• _Region pointing data_:
-- Opening Marker --

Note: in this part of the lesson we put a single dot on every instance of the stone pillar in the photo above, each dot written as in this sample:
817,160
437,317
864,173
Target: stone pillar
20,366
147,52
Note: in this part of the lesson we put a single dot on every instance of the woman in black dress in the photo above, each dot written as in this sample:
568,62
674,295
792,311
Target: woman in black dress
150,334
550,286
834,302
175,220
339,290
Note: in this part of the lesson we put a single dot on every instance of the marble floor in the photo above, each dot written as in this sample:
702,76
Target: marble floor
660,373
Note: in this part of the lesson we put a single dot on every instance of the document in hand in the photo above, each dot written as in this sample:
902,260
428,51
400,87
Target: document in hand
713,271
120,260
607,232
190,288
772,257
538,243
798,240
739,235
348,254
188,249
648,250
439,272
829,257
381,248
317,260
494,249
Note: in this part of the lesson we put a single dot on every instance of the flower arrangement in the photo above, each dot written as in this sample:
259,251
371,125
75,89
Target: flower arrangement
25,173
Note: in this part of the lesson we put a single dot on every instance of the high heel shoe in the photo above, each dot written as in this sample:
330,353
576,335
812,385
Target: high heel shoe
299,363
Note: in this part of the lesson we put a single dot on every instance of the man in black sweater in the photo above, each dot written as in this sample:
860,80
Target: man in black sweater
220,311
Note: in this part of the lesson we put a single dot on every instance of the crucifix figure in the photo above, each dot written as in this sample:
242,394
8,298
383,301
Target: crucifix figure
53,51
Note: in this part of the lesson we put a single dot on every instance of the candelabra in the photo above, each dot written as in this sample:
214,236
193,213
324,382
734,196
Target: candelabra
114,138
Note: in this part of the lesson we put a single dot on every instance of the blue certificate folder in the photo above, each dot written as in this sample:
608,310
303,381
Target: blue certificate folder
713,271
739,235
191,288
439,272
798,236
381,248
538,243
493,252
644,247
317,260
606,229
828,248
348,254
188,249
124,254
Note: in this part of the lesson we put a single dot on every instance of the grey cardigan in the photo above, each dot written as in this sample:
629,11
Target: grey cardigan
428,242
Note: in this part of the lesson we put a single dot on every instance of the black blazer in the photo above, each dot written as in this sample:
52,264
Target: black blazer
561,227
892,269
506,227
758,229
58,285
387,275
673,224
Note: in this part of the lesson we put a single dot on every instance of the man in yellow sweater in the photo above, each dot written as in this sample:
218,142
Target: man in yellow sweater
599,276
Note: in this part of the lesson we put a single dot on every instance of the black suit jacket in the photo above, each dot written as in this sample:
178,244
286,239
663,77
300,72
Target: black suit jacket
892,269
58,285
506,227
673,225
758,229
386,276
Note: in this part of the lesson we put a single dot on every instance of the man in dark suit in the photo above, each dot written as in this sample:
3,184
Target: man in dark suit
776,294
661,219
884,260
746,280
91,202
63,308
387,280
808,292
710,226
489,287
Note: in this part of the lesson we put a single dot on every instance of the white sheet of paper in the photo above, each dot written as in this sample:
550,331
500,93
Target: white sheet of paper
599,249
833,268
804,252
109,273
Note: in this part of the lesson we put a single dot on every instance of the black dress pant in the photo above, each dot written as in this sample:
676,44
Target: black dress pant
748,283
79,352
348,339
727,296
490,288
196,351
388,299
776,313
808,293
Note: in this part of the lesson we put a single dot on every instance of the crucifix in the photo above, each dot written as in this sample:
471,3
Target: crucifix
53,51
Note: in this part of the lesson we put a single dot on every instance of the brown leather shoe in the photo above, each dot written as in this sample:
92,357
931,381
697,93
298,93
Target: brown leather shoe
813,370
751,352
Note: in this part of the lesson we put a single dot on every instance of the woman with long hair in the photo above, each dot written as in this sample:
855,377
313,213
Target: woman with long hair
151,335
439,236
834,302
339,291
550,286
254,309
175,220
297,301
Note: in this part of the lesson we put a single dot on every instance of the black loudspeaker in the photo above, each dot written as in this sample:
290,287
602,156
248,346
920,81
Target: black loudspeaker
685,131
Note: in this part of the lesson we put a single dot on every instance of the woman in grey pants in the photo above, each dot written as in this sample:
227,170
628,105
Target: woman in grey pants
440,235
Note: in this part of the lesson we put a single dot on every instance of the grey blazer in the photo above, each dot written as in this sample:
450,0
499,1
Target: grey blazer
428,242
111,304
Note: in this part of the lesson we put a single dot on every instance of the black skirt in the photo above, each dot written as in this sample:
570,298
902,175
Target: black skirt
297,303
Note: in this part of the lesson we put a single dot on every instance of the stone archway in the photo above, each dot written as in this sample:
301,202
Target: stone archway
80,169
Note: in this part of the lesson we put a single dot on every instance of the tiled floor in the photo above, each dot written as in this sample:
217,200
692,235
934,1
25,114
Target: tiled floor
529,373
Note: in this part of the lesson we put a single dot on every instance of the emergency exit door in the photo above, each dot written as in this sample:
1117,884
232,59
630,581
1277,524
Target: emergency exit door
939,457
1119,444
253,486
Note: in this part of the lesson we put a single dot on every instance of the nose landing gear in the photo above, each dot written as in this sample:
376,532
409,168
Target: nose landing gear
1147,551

-- Closing Marker --

• _What to produce_:
Set out every record in full, exactly as given.

• _Written solution_:
Note: in this part of the lesson we put a single dot on every instance of the stone pillar in the photo above, each dot written as in this sample:
817,160
437,317
864,173
Target: stone pillar
20,366
147,52
Note: in this part of the lesson we put a single dot on every instance of the woman in black dress in the photo above, each dot written as in this sample:
568,62
674,295
792,311
Target: woman in black dress
150,334
550,286
834,302
175,220
339,290
Note: in this part of the lesson we put a single dot on every instance of the marble floor in the photo above, each dot written as in this sample:
702,76
Target: marble floor
660,373
Note: in this part of the lesson we put a single dot on every instance of the document in hand in the photo above, each dot written as in this sample:
902,260
428,51
400,87
Target: document in hand
713,271
120,260
607,232
190,288
772,257
538,243
798,240
739,235
348,254
188,249
648,250
439,272
829,257
381,248
317,260
494,249
Note: in this part of the lesson we put a single dot on every instance of the flower arrangement in the photo above, each dot written as in this sample:
259,251
371,125
75,89
Target: flower arrangement
25,173
Note: in this part of the lesson we put a single dot on every instance of the high heel shoe in the photo above, each dot written as in this sample:
330,353
576,335
812,385
Target: high heel shoe
299,363
Note: in this part of the lesson we put a single dot on every instance of the man in black sweater in the photo above, each dot written as in this sample:
860,80
Target: man in black sweater
220,311
Note: in this part of the lesson we put a single dot on every instance of the crucifix figure in the photo above, each dot written as in this sample:
242,394
8,298
383,301
Target: crucifix figure
53,51
Note: in this part of the lesson we put a single dot on every instance of the candelabra in the photo above, each dot written as in this sample:
214,236
193,213
324,382
734,196
Target: candelabra
114,138
Note: in this part of the lesson we put a single dot on every instance of the blue certificate folder in the photo above, each dot written as in this sample:
608,310
303,381
Target: blue certificate folder
713,271
739,235
191,288
439,272
798,236
381,248
538,243
493,252
644,247
317,260
606,229
828,248
348,254
188,249
124,254
Note: in this part of the lesson we put a single dot on every instance of the grey cardigan in the photo above, each dot written as in this sample:
629,11
Target: grey cardigan
428,242
Note: in this part of the lesson we put a single dot on every instance of the black blazer in the photo above, each dot written as in this sample:
52,264
Target: black blazer
561,227
892,269
506,227
758,229
58,285
387,275
673,224
Note: in this part of the lesson we put a single dot on every instance of the man in yellow sweater in the photo above, each dot written as in this sample:
218,142
Target: man in yellow sweater
599,276
Note: in this part of the lesson we put a single dot on every instance of the black suit jacket in the photo above, each dot written as in this sample:
178,244
286,239
663,77
300,72
Target: black suit jacket
892,269
58,285
506,227
673,225
758,229
386,276
Note: in this part of the lesson we put a single dot on every instance of the man in dark suit in the photo above, each dot written as in this sample:
3,184
Target: man in dark suit
776,294
661,219
884,260
746,280
91,202
63,308
387,280
808,292
710,226
489,287
Note: in this part of the lesson we put a single dot on every instance of the white sheet of paper in the photo above, each dot written as in this sample:
550,331
500,93
Target: white sheet of paper
599,249
833,268
804,252
109,273
Note: in this part of the lesson we put a single dot on every instance of the black dress pant in the photo above, each dot written as in this sample:
676,44
Target: black dress pant
748,283
79,352
348,339
727,296
490,288
196,351
388,299
776,313
808,293
Note: in this part of the lesson we put a single dot on every instance of the crucifix in the photo above, each dot written as in this sample:
471,3
Target: crucifix
53,51
Note: in this part of the lesson we put a single dot on every instance of the brown leather shoe in the photo above, each dot written as in this sample:
92,357
931,381
697,93
298,93
Target: brown leather shoe
813,370
751,352
Note: in this part of the lesson we put a single dot on every instance of the woman with long hair in the photo above, each dot written as in this sample:
855,377
313,213
Target: woman with long hair
151,335
439,236
834,302
339,291
550,286
254,309
175,220
297,301
Note: in this part of the lesson we put a single dot on every instance of the black loudspeaker in the photo above, each dot written as in this sample:
290,287
602,156
248,346
920,81
Target: black loudspeaker
685,131
Note: in this part of the lesson we put a single dot on every instance of the woman in grey pants in the photo above, each dot written as in this sample:
227,170
628,105
Target: woman in grey pants
440,235
Note: in this part of the lesson we put a single dot on every instance of the grey blazer in the photo above, each dot written as in this sample:
450,0
499,1
Target: grey blazer
428,242
111,304
Note: in this part of the lesson we put a single dot on every instance of the black skirt in the photo above, each dot written as in this sample:
570,298
902,175
Target: black skirt
297,303
Note: in this part of the lesson we put a single dot on every instance of the stone archway in the photo above, each dot written as in this sample:
301,202
Target: stone archway
80,169
Note: in this part of the lesson we put a single dot on every instance of the tiled floor in the photo above, each dot written as in this sample:
217,200
692,235
934,1
25,114
Target: tiled floor
529,373
Note: in this part of the lesson we put a single dot on every instance of the emergency exit door in the photo above, each dot written as in this sample:
1117,884
232,59
630,581
1277,524
Target: emergency exit door
939,457
1119,444
253,486
Note: in this part of the lesson we put a single dot on every instance of the nose landing gear in the photo above, each dot written as in this sample:
376,532
409,168
Target: nose landing gear
1147,551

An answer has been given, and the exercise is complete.